Exact duplicates of the lines from the top of the data through the line containing "Object class to annotate: excavated soil" are needed, with every picture left out.

Stored items from a collection

^^^^^^^^^^^^^^^^

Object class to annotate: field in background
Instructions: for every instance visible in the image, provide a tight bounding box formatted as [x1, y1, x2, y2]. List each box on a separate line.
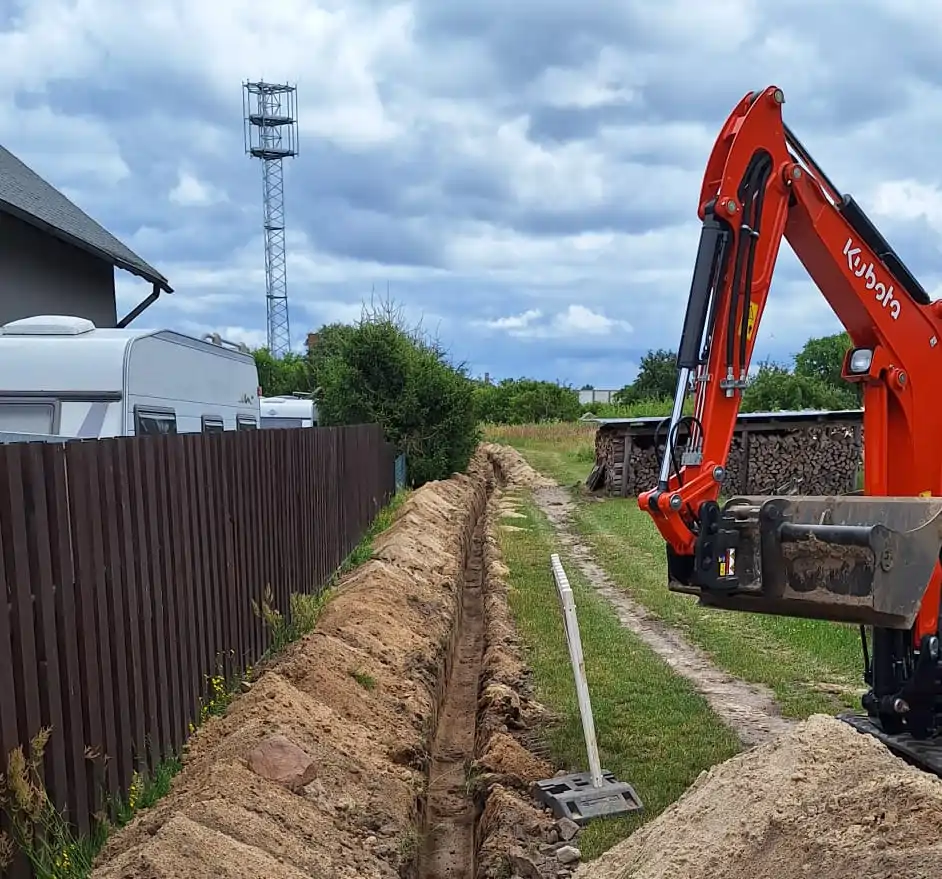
[484, 422, 596, 485]
[497, 493, 740, 858]
[486, 422, 865, 718]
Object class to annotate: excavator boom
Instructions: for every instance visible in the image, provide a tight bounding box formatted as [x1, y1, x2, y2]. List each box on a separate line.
[639, 86, 942, 769]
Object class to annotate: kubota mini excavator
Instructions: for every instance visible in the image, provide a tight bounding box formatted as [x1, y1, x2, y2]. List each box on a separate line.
[639, 85, 942, 774]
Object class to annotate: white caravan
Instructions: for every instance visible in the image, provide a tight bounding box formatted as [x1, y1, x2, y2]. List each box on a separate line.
[0, 315, 261, 438]
[259, 395, 318, 429]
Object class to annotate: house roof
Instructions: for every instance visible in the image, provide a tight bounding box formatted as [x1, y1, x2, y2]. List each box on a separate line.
[0, 145, 172, 293]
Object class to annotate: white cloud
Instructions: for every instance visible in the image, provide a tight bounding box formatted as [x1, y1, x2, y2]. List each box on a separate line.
[870, 179, 942, 234]
[169, 170, 227, 207]
[479, 305, 632, 339]
[482, 309, 543, 331]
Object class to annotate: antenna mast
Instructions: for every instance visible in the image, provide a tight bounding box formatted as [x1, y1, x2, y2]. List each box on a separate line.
[242, 80, 299, 357]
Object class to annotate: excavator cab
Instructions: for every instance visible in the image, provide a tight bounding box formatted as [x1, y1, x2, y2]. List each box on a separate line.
[638, 86, 942, 771]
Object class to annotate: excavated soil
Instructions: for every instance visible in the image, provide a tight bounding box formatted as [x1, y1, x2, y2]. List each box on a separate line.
[91, 452, 497, 879]
[91, 441, 936, 879]
[578, 713, 942, 879]
[418, 516, 486, 878]
[480, 445, 942, 879]
[89, 444, 568, 879]
[473, 446, 594, 879]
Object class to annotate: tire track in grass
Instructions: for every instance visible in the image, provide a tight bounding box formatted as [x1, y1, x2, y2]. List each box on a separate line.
[534, 484, 795, 748]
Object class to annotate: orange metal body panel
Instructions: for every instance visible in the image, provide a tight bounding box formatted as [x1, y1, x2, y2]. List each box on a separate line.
[638, 85, 942, 644]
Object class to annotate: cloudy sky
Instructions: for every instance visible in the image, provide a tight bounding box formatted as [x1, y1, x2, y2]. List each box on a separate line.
[3, 0, 942, 388]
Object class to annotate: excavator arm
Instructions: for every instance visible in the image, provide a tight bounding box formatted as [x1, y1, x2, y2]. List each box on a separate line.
[638, 86, 942, 758]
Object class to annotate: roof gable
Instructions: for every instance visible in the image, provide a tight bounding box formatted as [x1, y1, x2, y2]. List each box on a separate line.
[0, 145, 171, 292]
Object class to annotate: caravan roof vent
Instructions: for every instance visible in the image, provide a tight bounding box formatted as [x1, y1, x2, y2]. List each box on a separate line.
[1, 315, 97, 336]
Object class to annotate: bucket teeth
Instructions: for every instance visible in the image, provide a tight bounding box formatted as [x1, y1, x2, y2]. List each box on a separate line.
[668, 495, 942, 629]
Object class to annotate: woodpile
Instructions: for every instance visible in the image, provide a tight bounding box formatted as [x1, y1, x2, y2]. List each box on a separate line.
[745, 424, 861, 495]
[591, 417, 861, 498]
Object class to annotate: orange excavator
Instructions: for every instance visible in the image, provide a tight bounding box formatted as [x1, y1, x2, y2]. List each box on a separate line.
[639, 85, 942, 772]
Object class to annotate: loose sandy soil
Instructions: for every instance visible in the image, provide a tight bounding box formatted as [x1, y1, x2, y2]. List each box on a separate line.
[91, 453, 494, 879]
[90, 441, 942, 879]
[577, 713, 942, 879]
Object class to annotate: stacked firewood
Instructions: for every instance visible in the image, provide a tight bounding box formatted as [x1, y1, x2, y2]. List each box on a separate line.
[744, 424, 861, 495]
[590, 422, 861, 497]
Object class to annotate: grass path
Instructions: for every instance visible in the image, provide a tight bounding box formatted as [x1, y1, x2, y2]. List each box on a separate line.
[533, 484, 795, 746]
[485, 426, 865, 719]
[496, 489, 741, 859]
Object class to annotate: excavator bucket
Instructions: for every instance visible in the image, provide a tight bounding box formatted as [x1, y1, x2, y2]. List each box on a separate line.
[670, 495, 942, 629]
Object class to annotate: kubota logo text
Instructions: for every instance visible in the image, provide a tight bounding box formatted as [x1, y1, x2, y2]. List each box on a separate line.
[843, 238, 901, 320]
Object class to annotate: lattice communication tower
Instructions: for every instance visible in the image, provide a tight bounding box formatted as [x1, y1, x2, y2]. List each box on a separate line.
[242, 81, 299, 356]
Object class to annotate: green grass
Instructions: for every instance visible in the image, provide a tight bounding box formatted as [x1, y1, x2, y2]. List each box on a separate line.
[573, 499, 864, 717]
[491, 428, 866, 719]
[349, 668, 377, 690]
[484, 423, 596, 487]
[497, 492, 741, 859]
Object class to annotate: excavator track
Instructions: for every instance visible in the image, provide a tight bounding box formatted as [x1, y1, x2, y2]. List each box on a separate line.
[839, 713, 942, 778]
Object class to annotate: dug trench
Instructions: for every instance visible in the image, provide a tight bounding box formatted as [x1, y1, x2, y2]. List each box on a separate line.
[87, 445, 575, 879]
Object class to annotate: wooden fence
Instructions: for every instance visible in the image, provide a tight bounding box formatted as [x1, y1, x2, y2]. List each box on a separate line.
[0, 424, 396, 875]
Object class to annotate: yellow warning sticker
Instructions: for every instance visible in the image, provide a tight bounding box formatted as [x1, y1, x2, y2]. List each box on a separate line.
[746, 301, 759, 341]
[920, 490, 932, 497]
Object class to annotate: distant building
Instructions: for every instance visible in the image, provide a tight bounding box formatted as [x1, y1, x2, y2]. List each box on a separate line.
[578, 388, 618, 406]
[0, 145, 171, 328]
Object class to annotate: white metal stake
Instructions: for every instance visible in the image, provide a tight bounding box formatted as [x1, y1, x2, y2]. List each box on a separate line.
[550, 553, 604, 789]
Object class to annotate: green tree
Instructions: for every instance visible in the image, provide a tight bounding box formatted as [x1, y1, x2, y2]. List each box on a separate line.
[254, 349, 315, 397]
[316, 301, 480, 487]
[740, 360, 857, 413]
[306, 322, 355, 386]
[473, 377, 582, 424]
[793, 331, 860, 406]
[614, 348, 679, 405]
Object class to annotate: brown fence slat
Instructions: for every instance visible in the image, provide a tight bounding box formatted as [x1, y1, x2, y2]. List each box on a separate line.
[139, 439, 172, 762]
[0, 445, 43, 751]
[182, 437, 209, 709]
[65, 441, 107, 812]
[153, 438, 184, 751]
[0, 471, 24, 875]
[22, 444, 69, 813]
[98, 441, 134, 794]
[44, 444, 89, 833]
[228, 433, 248, 673]
[201, 436, 225, 689]
[81, 442, 121, 800]
[248, 432, 261, 665]
[217, 436, 238, 680]
[112, 439, 148, 776]
[126, 438, 163, 769]
[167, 437, 198, 727]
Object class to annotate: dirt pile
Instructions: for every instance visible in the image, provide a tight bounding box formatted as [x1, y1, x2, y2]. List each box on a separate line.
[578, 713, 942, 879]
[91, 454, 493, 879]
[483, 443, 554, 490]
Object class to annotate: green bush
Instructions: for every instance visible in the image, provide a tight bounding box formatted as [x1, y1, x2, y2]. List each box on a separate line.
[316, 302, 480, 487]
[740, 361, 857, 412]
[254, 349, 315, 397]
[473, 378, 582, 424]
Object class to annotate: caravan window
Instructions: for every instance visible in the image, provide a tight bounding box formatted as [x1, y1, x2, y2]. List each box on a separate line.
[202, 417, 225, 434]
[135, 408, 177, 436]
[236, 416, 257, 431]
[0, 400, 56, 435]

^^^^^^^^^^^^^^^^

# [FINISHED EXERCISE]
Object class to annotate: field in background
Instructions: for every instance visible in the image, provide a tight bounding box formatted as [x1, y1, x2, y2]. List each box on a separate line.
[484, 422, 596, 485]
[497, 493, 740, 858]
[486, 422, 865, 718]
Object class to annotate: excavator boom
Instructions: for every instance visible in the image, provide a tight bounding box formatted as [x1, y1, x2, y2]. List each box on a separate line.
[639, 86, 942, 769]
Object class to annotate: kubota mini excavator
Instructions: for every instance visible in the image, provide a tight bounding box formatted as [x1, y1, x2, y2]. List each box on a separate line.
[639, 85, 942, 774]
Object class to annotate: white caravan
Instructions: for every instance visible in the image, provide a tight bounding box formatted as [x1, y1, x2, y2]. List each box on a separate line.
[0, 315, 261, 438]
[259, 395, 318, 429]
Object class to annotate: house roof
Instructions: for every instance visible in the image, provide a tight bounding box formatted as [x1, y1, x2, y2]. List each box on a separate line.
[0, 145, 172, 293]
Object class to annotate: white cloud
Instructions: for every instance visible in the image, provide a tight bounding box formatted as [x1, y1, x2, y2]. List each box on a separate line.
[870, 179, 942, 234]
[169, 170, 227, 207]
[479, 305, 632, 339]
[482, 309, 543, 331]
Object class to annotate: antenna mast
Instructions: for every instance visible in the image, provide a tight bounding box formatted as [x1, y1, x2, y2]. List each box on a separate line.
[242, 80, 299, 357]
Object class to annotate: excavator cab
Instructions: for every instance visible in the image, provide a tight bounding box formatted as [x1, y1, x2, y2]. List each box on a separate line.
[638, 86, 942, 771]
Object class to annotate: excavated soil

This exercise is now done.